Problem details:
Copy the part of the items below that begins with the line containing "Would you be able to tag the ear" and continues through the last line, keeping every line exactly the same.

Excerpted records:
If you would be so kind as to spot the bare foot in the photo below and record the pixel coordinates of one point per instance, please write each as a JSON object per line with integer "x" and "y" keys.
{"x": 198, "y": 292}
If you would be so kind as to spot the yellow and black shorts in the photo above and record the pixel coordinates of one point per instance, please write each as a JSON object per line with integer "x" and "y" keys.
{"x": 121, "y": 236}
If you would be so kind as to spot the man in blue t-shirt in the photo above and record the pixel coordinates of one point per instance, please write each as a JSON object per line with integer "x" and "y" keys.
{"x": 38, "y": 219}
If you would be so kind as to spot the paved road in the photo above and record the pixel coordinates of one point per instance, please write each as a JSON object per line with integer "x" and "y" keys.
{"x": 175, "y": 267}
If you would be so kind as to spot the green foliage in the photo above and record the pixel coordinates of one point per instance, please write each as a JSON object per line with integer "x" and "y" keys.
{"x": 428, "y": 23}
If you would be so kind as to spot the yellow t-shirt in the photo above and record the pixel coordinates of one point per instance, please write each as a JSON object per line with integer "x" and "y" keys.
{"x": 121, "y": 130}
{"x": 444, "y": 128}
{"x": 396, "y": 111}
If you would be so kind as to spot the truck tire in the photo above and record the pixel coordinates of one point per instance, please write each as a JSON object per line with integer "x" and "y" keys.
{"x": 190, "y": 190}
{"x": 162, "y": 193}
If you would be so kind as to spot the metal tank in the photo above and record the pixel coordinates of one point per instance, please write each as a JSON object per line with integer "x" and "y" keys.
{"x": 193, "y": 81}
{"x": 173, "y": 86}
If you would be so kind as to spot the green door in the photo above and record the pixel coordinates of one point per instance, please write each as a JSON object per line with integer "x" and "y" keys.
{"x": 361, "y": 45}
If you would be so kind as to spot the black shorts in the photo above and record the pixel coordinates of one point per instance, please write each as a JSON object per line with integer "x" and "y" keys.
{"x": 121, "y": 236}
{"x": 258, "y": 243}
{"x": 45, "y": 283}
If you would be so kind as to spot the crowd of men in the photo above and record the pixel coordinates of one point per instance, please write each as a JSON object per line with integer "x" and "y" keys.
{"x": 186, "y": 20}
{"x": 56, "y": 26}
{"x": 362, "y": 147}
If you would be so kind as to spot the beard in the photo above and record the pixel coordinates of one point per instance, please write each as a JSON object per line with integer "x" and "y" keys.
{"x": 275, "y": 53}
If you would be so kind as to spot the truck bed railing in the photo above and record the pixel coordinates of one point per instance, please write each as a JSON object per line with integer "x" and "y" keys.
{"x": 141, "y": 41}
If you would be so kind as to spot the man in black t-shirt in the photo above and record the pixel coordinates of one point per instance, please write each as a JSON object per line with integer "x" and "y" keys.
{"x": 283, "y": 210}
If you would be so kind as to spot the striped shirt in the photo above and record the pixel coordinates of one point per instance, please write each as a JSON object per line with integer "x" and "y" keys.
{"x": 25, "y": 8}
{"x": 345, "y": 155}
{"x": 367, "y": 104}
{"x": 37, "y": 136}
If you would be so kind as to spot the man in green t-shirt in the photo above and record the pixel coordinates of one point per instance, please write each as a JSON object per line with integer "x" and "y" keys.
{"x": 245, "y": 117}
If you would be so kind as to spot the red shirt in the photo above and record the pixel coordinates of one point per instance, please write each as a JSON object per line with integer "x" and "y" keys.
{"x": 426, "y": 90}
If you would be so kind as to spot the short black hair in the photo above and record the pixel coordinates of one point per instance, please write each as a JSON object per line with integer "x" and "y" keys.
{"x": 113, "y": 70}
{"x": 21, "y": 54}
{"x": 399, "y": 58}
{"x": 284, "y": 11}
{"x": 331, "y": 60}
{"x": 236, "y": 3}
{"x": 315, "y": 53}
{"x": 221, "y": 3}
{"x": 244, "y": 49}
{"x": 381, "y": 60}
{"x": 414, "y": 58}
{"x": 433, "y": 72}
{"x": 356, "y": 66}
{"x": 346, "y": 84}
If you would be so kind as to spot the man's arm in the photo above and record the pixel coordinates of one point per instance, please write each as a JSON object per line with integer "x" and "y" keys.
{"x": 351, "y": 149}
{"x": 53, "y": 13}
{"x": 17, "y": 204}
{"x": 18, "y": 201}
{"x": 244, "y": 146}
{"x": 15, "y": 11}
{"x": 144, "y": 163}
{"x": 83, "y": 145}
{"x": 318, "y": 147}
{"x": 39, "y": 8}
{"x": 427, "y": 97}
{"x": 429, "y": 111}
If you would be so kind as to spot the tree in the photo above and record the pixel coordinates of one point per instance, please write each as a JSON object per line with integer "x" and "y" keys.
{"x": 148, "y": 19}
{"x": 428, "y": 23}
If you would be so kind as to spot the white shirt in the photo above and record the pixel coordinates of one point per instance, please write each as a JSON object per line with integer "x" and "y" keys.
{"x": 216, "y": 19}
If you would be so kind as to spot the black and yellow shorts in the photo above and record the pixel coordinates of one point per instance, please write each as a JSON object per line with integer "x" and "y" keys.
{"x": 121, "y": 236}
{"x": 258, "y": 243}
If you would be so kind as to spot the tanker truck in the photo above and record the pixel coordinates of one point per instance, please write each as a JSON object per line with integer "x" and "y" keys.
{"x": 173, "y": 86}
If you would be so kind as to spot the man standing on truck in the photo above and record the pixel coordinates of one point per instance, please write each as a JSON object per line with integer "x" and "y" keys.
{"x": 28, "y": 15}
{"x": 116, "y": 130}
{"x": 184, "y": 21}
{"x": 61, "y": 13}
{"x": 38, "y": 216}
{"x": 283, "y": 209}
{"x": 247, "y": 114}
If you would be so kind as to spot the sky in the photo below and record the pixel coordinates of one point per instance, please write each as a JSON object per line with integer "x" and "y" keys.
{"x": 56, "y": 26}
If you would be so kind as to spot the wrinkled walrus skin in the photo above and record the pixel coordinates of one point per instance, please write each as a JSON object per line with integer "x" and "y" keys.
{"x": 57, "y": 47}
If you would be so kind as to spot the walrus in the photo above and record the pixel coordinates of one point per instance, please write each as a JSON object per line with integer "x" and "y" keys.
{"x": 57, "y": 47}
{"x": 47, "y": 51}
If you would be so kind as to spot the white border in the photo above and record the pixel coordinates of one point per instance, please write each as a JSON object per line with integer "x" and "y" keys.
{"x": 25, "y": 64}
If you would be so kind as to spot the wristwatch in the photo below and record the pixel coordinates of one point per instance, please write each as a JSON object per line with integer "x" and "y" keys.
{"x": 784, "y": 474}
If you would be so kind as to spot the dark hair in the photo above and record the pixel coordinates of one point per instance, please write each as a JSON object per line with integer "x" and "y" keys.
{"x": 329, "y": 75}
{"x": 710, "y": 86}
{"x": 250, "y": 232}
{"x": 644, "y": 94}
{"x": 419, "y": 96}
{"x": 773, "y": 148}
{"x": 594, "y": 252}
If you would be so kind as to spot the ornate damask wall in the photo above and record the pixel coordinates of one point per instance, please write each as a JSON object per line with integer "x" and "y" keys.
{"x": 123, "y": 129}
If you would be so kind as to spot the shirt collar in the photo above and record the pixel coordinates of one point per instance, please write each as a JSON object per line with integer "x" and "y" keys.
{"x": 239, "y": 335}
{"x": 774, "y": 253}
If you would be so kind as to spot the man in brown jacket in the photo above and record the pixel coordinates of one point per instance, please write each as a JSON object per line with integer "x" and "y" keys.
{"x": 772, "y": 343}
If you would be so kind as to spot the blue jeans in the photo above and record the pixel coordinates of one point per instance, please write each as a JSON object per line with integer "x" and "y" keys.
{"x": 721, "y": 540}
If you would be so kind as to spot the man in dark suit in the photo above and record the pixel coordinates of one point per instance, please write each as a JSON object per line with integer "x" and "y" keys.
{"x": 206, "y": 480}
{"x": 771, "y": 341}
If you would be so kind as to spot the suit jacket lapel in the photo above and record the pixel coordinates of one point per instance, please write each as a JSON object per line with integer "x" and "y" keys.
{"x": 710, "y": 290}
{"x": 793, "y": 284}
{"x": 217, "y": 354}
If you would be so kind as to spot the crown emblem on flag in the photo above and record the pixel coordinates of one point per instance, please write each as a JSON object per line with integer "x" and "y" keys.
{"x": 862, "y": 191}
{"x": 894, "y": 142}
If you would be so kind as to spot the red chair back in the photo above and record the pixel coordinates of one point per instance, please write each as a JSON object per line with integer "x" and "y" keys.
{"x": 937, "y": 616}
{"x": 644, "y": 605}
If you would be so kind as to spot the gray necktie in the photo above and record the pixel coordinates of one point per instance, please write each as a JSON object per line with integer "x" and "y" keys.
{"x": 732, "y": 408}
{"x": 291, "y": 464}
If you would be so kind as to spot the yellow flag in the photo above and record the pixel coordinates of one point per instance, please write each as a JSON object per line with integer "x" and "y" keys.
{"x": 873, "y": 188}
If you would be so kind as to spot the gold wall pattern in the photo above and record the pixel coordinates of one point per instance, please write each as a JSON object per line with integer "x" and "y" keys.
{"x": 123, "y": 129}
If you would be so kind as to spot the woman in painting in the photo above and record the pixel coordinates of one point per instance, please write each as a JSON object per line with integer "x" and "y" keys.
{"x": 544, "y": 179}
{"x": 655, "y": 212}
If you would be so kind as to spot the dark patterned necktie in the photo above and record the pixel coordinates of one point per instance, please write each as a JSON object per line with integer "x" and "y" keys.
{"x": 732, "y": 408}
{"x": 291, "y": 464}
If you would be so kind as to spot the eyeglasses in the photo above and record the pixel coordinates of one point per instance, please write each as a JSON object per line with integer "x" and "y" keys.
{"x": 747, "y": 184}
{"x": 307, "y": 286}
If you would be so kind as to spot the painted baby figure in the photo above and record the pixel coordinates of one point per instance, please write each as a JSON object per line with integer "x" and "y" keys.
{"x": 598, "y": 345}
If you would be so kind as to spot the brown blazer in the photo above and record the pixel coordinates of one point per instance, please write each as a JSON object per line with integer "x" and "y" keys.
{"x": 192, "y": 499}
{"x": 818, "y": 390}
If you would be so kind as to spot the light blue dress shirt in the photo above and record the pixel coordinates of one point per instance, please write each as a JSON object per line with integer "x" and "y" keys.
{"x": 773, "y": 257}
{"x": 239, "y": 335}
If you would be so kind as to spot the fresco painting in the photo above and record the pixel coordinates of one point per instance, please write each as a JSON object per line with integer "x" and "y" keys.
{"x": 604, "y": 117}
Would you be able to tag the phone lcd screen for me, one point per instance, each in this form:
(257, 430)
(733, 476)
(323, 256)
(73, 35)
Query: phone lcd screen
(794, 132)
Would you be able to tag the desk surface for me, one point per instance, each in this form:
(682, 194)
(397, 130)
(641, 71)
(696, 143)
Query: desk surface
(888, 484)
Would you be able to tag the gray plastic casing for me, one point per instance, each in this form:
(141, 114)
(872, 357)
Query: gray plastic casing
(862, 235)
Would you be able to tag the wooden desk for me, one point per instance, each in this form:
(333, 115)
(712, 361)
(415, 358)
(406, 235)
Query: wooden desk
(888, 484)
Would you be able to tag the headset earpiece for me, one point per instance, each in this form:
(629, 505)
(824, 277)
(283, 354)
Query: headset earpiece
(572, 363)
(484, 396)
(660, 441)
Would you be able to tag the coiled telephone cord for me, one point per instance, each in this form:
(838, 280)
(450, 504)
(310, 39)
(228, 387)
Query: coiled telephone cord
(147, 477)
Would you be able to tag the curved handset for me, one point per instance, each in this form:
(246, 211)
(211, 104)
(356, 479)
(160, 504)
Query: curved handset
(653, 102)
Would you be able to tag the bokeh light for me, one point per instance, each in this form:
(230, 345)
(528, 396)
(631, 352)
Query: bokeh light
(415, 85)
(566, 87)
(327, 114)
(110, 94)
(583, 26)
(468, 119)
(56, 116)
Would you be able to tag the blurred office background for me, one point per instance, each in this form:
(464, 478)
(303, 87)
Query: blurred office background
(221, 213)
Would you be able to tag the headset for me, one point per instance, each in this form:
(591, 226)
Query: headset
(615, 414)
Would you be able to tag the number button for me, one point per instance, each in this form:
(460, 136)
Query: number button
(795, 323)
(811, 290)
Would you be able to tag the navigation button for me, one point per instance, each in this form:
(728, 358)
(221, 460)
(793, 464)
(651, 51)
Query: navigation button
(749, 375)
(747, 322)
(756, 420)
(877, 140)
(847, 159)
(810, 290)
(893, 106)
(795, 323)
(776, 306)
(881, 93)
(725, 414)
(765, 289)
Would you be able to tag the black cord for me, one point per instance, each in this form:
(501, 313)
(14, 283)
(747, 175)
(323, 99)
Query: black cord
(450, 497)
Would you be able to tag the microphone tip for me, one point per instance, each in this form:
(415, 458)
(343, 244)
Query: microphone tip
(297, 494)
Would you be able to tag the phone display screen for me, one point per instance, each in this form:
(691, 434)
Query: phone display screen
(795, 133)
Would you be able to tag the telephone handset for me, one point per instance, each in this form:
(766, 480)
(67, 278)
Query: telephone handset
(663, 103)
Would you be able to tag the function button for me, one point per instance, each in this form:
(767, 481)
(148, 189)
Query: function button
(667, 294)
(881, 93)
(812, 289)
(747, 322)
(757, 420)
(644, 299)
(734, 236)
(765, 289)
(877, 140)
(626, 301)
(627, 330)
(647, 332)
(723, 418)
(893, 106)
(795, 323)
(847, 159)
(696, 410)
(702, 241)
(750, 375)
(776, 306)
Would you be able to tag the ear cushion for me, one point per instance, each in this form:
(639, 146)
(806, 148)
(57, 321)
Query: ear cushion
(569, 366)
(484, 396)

Written response:
Would you be able to tag the ear cushion for me, one point per instance, each in this form:
(639, 146)
(806, 148)
(57, 321)
Query: ear cushion
(569, 366)
(484, 396)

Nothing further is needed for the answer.